▶ _Your instructions_: Make an exact copy of all the data.

▶ _Data extract_:
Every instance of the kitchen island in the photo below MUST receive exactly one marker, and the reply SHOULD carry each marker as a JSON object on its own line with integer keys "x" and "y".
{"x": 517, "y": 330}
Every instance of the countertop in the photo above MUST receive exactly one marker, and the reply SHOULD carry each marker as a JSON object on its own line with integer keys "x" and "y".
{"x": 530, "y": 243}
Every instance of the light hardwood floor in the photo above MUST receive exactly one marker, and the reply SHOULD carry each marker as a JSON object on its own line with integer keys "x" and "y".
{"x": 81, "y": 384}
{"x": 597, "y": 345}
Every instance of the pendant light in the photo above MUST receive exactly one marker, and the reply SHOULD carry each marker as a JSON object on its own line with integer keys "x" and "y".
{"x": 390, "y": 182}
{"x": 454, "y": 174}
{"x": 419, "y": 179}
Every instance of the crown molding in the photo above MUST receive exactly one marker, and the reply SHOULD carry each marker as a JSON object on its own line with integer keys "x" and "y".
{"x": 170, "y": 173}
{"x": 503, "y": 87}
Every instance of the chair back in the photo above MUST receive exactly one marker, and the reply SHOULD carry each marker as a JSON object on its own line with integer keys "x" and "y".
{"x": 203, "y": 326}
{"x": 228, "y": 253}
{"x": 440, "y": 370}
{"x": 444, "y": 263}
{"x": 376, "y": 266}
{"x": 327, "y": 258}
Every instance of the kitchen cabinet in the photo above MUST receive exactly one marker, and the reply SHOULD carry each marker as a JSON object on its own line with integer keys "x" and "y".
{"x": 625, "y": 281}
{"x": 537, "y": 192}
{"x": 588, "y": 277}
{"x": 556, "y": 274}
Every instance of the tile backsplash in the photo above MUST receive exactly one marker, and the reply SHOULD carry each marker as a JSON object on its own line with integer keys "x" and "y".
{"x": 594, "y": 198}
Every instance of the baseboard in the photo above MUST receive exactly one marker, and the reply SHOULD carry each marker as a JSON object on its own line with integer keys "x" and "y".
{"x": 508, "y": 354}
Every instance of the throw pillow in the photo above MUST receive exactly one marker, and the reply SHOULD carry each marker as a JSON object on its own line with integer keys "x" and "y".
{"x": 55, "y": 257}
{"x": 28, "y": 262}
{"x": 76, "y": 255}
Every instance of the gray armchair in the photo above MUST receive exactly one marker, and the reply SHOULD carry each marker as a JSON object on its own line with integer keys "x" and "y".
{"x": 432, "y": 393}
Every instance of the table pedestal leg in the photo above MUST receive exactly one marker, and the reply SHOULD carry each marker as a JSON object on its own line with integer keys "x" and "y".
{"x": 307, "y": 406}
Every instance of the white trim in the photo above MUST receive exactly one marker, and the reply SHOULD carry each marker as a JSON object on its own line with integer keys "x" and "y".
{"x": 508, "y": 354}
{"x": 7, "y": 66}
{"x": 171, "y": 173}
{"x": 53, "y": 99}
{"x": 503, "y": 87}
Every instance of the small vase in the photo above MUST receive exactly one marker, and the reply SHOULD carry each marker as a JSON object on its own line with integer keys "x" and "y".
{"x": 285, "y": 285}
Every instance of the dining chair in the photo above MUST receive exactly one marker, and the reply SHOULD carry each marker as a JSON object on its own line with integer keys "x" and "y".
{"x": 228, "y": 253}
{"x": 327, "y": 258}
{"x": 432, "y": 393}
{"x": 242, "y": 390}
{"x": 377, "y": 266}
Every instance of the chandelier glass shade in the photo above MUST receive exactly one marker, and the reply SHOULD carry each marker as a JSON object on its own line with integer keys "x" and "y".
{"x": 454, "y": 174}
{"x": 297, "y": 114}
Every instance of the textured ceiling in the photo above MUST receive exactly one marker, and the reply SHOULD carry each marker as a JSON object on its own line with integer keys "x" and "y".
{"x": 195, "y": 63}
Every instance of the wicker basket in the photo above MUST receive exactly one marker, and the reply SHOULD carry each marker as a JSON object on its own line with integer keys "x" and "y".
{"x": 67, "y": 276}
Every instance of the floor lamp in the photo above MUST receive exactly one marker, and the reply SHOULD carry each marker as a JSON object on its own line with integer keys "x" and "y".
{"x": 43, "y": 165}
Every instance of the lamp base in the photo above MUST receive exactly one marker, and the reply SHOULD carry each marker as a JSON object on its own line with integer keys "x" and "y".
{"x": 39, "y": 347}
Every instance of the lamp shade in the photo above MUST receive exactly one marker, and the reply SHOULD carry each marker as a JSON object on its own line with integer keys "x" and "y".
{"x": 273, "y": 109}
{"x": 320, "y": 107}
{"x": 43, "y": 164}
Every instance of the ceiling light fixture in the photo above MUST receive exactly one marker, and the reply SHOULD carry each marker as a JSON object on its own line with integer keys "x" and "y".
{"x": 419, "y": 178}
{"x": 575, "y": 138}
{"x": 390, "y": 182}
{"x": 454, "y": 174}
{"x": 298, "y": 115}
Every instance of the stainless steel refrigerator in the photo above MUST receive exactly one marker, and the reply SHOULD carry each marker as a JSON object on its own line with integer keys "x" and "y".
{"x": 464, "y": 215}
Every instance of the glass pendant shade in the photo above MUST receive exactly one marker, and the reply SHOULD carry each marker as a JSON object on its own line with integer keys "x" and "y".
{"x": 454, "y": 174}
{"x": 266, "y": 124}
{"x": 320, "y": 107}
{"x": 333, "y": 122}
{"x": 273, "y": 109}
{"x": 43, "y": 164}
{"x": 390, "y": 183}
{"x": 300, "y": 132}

▶ _Response area_:
Every instance of the kitchen island in the photo below MUST receive exactly one marker, and the reply SHOULD carry each marker as a JSON object on its own line with integer keys "x" and "y".
{"x": 517, "y": 330}
Every instance of the countertop in the photo above MUST receive exactly one marker, and the reply SHOULD carry each marker as a JSON object on its own line with integer keys "x" and "y".
{"x": 530, "y": 243}
Every instance of the light hardwood floor in the photo above MUST receive exactly one marker, and the reply SHOULD carry each marker as a JSON object on its own line with integer keys "x" and "y".
{"x": 81, "y": 384}
{"x": 597, "y": 345}
Every instance of the pendant light in the photo above MUST receive exactly one marker, and the reply SHOULD carry each marker as a JSON object on its own line with integer keys "x" and "y".
{"x": 390, "y": 182}
{"x": 454, "y": 174}
{"x": 419, "y": 179}
Every instance of the crown molding in the photo above MUST receive exactly one marker, and the reply SHOULD carry each marker as a JSON object on its own line with integer keys "x" and "y".
{"x": 170, "y": 173}
{"x": 503, "y": 87}
Every instance of the chair back in the photo above MUST receive exactly one marker, and the reply SHOULD carry each marker as a JSON object on its own line with integer keys "x" and "y".
{"x": 203, "y": 326}
{"x": 228, "y": 253}
{"x": 440, "y": 370}
{"x": 444, "y": 263}
{"x": 376, "y": 266}
{"x": 327, "y": 258}
Every instance of the kitchen cabinet in the photo above MUST receive exactly one marker, and the reply SHOULD carry each marker as a JSON object on its own line with integer keys "x" and "y".
{"x": 625, "y": 281}
{"x": 537, "y": 192}
{"x": 588, "y": 277}
{"x": 556, "y": 274}
Every instance of the tile backsplash in the photo above MUST receive exactly one marker, and the reply SHOULD carry each marker as a JSON object on its own line with integer keys "x" and "y".
{"x": 594, "y": 198}
Every instance of the baseboard in the photo above MUST receive exactly one marker, and the reply SHOULD carry each marker as a JSON object on its own line with integer keys "x" and "y".
{"x": 508, "y": 354}
Every instance of the throw pillow in the photo above MUST receive exactly one marker, and the reply SHOULD carry each marker as a JSON object on its own line with integer keys "x" and "y".
{"x": 55, "y": 257}
{"x": 28, "y": 262}
{"x": 76, "y": 255}
Every instance of the gray armchair in the photo above MUST receive exactly one marker, and the reply SHOULD carry each marker as a JSON object on its own line with integer keys "x" and "y".
{"x": 432, "y": 393}
Every instance of the table pedestal leg in the photo above MUST receive exactly one marker, and the reply SHOULD carry each marker as a JSON object on its own line with integer keys "x" and "y".
{"x": 307, "y": 406}
Every instance of the white trim in the photo above MUST receive exactly one marker, and the reply SHOULD carry each marker as a JSON object on its own line with integer keys "x" and "y".
{"x": 508, "y": 354}
{"x": 7, "y": 66}
{"x": 171, "y": 173}
{"x": 53, "y": 99}
{"x": 503, "y": 87}
Every instance of the small vase in the photo above MUST receive exactly one marker, and the reply SHOULD carry each marker as a JSON object on its own line with integer keys "x" and "y".
{"x": 285, "y": 285}
Every instance of the dining chair in the photo above MUST receive exactly one marker, and the reply SHOULD carry each marker as a JSON object on its own line with integer keys "x" and "y".
{"x": 228, "y": 253}
{"x": 327, "y": 258}
{"x": 432, "y": 393}
{"x": 242, "y": 390}
{"x": 377, "y": 266}
Every instance of the chandelier glass shade in the photo above MUST receive exactly one marker, and the reply SHOULD carry each marker as a JSON object on its own line with integer keys "x" and "y".
{"x": 454, "y": 174}
{"x": 297, "y": 114}
Every instance of the textured ceiling in the photo above MUST receive exactly one marker, and the reply SHOULD carry each marker as a JSON object on its own line with integer keys "x" and "y".
{"x": 195, "y": 63}
Every instance of the wicker basket in the photo above MUST receive exactly one marker, and the reply SHOULD carry each marker as a JSON object on its own line with integer keys "x" and "y".
{"x": 67, "y": 276}
Every instance of the floor lamp in the photo above MUST receive exactly one marker, and the reply SHOULD carry each marker as a JSON object on its own line with integer keys "x" and "y".
{"x": 43, "y": 165}
Every instance of the lamp base in the photo above MUST receive exactly one marker, and the reply SHOULD carry each marker as a JSON object on its own line with integer keys "x" and "y".
{"x": 39, "y": 347}
Every instance of the lamp shade in the photo above MUST receive exactly one marker, and the reply SHOULD carry each marker as a JSON object on its own line with integer keys "x" and "y".
{"x": 273, "y": 109}
{"x": 320, "y": 107}
{"x": 43, "y": 164}
Every instance of the ceiling light fixture in the photo above MUST receive exactly one marker, and the reply SHOULD carry each marker as a JSON object on its own line with integer keys "x" and "y".
{"x": 419, "y": 178}
{"x": 575, "y": 138}
{"x": 390, "y": 182}
{"x": 454, "y": 174}
{"x": 298, "y": 115}
Every instance of the stainless steel refrigerator in the photo above MUST receive exactly one marker, and the reply SHOULD carry each marker as a JSON object on its own line with integer keys "x" and "y".
{"x": 464, "y": 215}
Every instance of the glass pendant shade in the photo above MUST receive exactly one marker, and the reply SHOULD carry each marker as a JSON object on its own line with integer keys "x" and "y".
{"x": 454, "y": 174}
{"x": 266, "y": 124}
{"x": 320, "y": 107}
{"x": 333, "y": 122}
{"x": 273, "y": 109}
{"x": 43, "y": 164}
{"x": 390, "y": 183}
{"x": 300, "y": 132}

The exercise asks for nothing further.